Extracto del documento:
Llámeseles “verdades alternativas”, medias verdades, posverdades, bullshit, manipulación de los hechos, fake news o simple y llanamente mentiras, lo cierto es que nunca como hoy una gruesa capa de versiones polarizadas que se presumen ciertas permean el debate público e impiden reconocer con claridad eso que solía ser la verdad.
No es que en otros tiempos la verdad fuera diáfana o estuviera a la vista de todos. Ya sabemos que a ésta nunca ha sido fácil hallarla y, menos aún, mostrarla y defenderla sin que surjan toda clase de cuestionamientos y el escepticismo ideológico o los rechazos que provienen de las más irracionales convicciones. Desde siempre, incluso si uno hace una afirmación lógica y verdadera desde el punto de vista científico como, por ejemplo, “Dios no existe”, inmediatamente surgen mil afirmaciones en contra que se presumen verdaderas “porque sí, porque Dios no podría no existir”; en el mejor de los casos, definitivamente el mundo no puede estar tan desamparado: es imposible que además de cruel, injusto y miserable, este planeta no cuente con el consuelo de un ser superior.

Preguntas por responder:
1) Devuelva, copiado literalmente, el pasaje del fragmento sobre la verdad que comienza en las palabras "No es que en" y termina tras las palabras "un ser superior.".
2) Responda con base en el fragmento sobre la verdad:
(a) ¿Qué afirmación se da como ejemplo de una afirmación lógica y verdadera desde el punto de vista científico?
(b) ¿Qué impide la gruesa capa de versiones polarizadas que se presumen ciertas?
(c) ¿Qué tres adjetivos se aplican al planeta en la última oración?

Datos proporcionados:

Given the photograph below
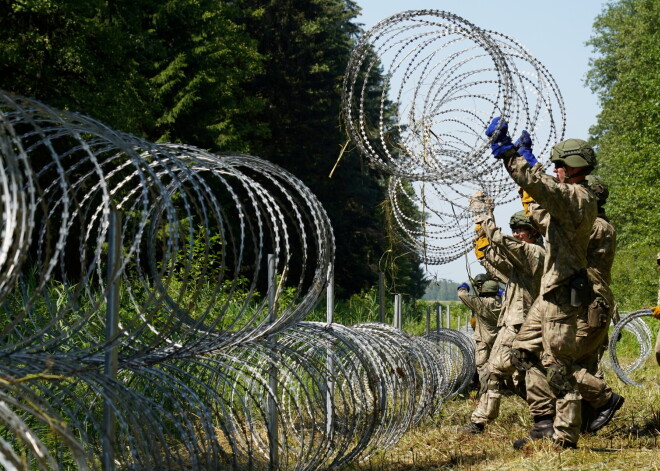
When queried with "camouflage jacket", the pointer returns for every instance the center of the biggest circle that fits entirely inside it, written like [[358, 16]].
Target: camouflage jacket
[[526, 262], [600, 257], [487, 311], [571, 212]]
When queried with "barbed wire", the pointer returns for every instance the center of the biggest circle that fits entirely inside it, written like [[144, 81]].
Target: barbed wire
[[420, 89], [211, 371], [632, 323]]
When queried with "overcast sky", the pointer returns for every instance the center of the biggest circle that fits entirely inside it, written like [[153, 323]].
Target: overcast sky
[[554, 32]]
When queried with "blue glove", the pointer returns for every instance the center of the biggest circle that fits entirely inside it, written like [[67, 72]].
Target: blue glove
[[499, 134], [524, 144]]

Respuestas:
1)
No es que en otros tiempos la verdad fuera diáfana o estuviera a la vista de todos. Ya sabemos que a ésta nunca ha sido fácil hallarla y, menos aún, mostrarla y defenderla sin que surjan toda clase de cuestionamientos y el escepticismo ideológico o los rechazos que provienen de las más irracionales convicciones. Desde siempre, incluso si uno hace una afirmación lógica y verdadera desde el punto de vista científico como, por ejemplo, “Dios no existe”, inmediatamente surgen mil afirmaciones en contra que se presumen verdaderas “porque sí, porque Dios no podría no existir”; en el mejor de los casos, definitivamente el mundo no puede estar tan desamparado: es imposible que además de cruel, injusto y miserable, este planeta no cuente con el consuelo de un ser superior.

2)
(a) "Dios no existe".
(b) Reconocer con claridad eso que solía ser la verdad.
(c) Cruel, injusto y miserable.